:: ENTRIES SHOWN ::
%%
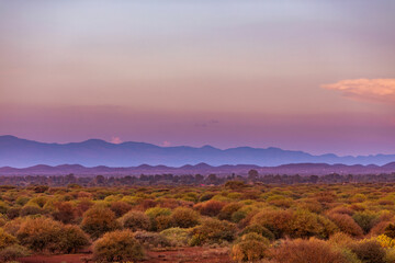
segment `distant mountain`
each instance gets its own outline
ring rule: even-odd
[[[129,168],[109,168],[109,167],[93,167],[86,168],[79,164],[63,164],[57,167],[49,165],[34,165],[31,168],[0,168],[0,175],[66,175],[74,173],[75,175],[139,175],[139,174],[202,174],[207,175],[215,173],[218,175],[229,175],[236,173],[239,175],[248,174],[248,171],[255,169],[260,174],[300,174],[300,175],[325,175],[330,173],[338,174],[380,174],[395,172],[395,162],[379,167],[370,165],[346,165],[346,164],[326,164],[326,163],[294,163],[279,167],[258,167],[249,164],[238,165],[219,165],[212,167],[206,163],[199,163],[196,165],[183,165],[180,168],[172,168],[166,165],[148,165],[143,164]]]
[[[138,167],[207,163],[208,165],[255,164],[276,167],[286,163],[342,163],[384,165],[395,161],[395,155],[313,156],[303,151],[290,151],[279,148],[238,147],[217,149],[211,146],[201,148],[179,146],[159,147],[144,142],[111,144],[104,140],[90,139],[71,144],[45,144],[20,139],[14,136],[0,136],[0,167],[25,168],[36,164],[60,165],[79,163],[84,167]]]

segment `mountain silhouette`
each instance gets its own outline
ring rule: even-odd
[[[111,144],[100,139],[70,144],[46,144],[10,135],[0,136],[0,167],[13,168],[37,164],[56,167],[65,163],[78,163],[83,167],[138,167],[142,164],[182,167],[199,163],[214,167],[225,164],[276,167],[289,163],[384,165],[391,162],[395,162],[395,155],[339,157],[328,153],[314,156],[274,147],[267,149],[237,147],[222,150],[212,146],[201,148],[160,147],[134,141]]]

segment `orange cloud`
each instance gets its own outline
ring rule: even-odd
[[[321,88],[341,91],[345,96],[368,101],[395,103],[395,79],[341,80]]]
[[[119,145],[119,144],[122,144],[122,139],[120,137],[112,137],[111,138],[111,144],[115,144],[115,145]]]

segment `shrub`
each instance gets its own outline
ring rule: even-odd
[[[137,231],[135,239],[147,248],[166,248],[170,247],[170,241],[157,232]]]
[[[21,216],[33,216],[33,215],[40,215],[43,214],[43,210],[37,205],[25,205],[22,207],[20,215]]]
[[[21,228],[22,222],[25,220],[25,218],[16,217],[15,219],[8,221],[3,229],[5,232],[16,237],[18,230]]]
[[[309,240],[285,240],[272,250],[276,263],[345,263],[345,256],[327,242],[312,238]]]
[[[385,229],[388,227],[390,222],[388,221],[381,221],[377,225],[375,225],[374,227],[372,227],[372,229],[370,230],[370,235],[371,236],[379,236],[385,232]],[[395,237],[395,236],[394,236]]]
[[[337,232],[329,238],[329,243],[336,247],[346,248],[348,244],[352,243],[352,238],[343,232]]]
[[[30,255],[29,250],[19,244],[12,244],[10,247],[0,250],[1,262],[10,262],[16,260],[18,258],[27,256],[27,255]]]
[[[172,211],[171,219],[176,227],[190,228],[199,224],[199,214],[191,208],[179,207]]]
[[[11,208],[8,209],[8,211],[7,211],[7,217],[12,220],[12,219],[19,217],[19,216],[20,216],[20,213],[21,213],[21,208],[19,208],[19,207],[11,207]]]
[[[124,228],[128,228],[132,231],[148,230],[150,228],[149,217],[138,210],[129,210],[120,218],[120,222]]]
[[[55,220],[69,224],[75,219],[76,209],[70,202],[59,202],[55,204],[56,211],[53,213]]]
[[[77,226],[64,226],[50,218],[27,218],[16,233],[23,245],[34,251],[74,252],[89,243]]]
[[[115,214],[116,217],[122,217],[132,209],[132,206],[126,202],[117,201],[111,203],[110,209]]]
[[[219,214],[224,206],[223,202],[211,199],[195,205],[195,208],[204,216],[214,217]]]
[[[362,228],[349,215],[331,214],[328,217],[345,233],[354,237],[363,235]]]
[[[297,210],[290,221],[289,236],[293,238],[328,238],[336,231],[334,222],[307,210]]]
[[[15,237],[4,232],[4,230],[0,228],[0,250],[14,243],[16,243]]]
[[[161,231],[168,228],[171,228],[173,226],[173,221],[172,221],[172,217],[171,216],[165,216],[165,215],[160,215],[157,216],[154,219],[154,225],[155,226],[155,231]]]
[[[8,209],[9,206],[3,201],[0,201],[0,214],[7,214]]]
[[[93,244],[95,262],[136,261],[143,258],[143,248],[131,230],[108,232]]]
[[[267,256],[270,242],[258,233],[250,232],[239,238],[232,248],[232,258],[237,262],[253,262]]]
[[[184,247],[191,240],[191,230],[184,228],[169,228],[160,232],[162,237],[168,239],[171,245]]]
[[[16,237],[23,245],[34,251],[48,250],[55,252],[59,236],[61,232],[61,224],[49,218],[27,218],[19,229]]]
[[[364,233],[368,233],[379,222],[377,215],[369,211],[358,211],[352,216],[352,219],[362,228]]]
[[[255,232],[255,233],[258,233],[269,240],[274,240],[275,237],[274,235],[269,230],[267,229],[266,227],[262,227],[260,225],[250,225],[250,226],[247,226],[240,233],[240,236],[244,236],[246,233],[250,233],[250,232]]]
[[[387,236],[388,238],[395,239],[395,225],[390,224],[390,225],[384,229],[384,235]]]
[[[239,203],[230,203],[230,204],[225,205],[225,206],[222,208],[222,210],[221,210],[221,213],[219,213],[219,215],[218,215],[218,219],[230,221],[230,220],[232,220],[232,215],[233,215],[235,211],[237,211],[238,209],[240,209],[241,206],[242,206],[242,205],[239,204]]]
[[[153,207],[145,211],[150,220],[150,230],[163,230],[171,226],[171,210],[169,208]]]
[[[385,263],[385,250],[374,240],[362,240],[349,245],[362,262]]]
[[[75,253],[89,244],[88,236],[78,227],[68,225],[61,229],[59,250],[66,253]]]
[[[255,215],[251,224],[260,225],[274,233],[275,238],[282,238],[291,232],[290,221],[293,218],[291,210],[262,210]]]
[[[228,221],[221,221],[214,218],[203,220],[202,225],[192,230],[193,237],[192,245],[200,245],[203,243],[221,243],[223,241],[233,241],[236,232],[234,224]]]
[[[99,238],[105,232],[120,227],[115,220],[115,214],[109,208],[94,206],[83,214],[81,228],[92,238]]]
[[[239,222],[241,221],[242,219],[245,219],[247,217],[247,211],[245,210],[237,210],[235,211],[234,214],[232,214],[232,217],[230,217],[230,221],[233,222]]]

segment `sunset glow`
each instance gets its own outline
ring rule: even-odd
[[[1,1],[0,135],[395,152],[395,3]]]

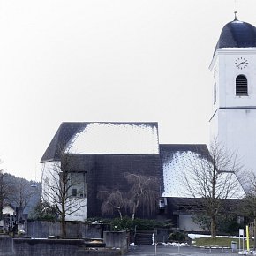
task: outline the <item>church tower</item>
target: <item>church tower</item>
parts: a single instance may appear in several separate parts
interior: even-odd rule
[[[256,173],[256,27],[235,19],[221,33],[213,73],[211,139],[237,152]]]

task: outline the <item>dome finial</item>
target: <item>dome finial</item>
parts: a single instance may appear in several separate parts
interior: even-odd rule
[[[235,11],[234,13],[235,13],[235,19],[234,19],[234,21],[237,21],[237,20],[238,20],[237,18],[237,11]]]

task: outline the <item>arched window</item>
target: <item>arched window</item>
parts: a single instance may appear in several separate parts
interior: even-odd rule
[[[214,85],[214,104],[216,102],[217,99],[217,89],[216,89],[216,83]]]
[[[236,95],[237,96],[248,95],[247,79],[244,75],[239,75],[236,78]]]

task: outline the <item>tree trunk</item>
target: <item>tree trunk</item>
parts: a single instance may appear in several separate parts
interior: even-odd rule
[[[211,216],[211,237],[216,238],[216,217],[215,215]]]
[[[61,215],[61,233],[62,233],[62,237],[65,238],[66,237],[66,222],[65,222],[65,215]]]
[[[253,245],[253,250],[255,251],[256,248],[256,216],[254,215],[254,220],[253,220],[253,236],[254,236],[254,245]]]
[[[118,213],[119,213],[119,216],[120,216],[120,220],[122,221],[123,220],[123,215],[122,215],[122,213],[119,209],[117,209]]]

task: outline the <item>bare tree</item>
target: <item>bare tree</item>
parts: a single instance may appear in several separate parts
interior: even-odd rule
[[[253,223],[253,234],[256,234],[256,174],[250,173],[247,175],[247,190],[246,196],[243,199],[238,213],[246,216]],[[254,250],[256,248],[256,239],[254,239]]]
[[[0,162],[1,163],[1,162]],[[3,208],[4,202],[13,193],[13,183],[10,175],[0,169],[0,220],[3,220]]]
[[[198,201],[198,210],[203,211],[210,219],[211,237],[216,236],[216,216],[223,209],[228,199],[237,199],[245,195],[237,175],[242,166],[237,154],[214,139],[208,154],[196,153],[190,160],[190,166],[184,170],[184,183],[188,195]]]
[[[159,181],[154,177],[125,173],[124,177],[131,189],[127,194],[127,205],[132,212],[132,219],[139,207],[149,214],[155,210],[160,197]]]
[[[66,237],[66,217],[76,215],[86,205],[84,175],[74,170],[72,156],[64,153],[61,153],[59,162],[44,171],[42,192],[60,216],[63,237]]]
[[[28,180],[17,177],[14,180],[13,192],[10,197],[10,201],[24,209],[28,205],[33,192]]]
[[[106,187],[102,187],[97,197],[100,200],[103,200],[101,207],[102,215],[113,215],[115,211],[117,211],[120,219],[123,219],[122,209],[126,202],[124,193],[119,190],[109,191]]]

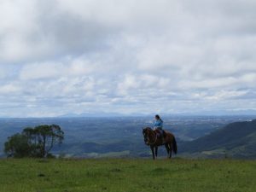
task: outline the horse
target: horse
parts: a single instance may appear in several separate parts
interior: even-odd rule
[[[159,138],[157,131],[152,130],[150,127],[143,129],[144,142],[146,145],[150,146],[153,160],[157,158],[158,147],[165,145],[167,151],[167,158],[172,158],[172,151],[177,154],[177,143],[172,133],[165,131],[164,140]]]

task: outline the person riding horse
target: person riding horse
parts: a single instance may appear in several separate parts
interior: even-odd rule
%%
:: TASK GOAL ::
Render the records above, from the line containing "task: outline the <item>bare tree</item>" through the end of the records, as a Markdown table with the columns Row and Record text, numbering the rows. Omit blank lines and picture lines.

:: COMPLETE ANSWER ::
| Row | Record text |
|---|---|
| 1 | task: outline the <item>bare tree</item> |
| 2 | target: <item>bare tree</item> |
| 3 | parts: a single instance may appear in several separate parts |
| 4 | interior: even-odd rule |
| 5 | [[[253,223],[253,234],[256,234],[256,174],[250,173],[247,175],[247,190],[246,196],[243,199],[238,213],[246,216]],[[254,250],[256,248],[256,239],[254,239]]] |
| 6 | [[[0,162],[1,163],[1,162]],[[3,208],[4,202],[13,193],[13,183],[10,175],[0,169],[0,220],[3,220]]] |
| 7 | [[[198,201],[198,210],[203,211],[210,219],[211,237],[216,236],[216,216],[223,209],[228,199],[237,199],[245,195],[237,175],[242,166],[237,154],[214,139],[208,154],[196,153],[190,160],[190,166],[184,170],[184,183],[188,195]]] |
| 8 | [[[159,181],[154,177],[125,173],[124,177],[131,189],[127,194],[127,205],[132,212],[132,219],[139,207],[149,214],[155,210],[160,197]]] |
| 9 | [[[66,237],[66,217],[76,215],[86,205],[84,175],[74,170],[72,156],[64,153],[61,153],[59,162],[44,171],[42,192],[60,216],[63,237]]] |
| 10 | [[[28,180],[17,177],[14,180],[13,192],[10,197],[10,201],[24,209],[28,205],[33,192]]] |
| 11 | [[[106,187],[102,187],[97,197],[100,200],[103,200],[101,207],[102,215],[113,215],[115,211],[117,211],[120,219],[123,219],[122,209],[126,202],[124,193],[119,190],[109,191]]] |
| 12 | task: outline the horse |
| 13 | target: horse |
| 14 | parts: a single instance may appear in several separate parts |
| 15 | interior: even-odd rule |
| 16 | [[[159,138],[157,131],[152,130],[150,127],[143,129],[144,142],[146,145],[150,146],[153,160],[157,158],[158,147],[165,145],[167,151],[167,158],[172,158],[172,151],[177,154],[177,143],[172,133],[165,131],[164,140]]] |
| 17 | task: outline the person riding horse |
| 18 | target: person riding horse |
| 19 | parts: a single instance may appear in several separate parts |
| 20 | interior: even-odd rule |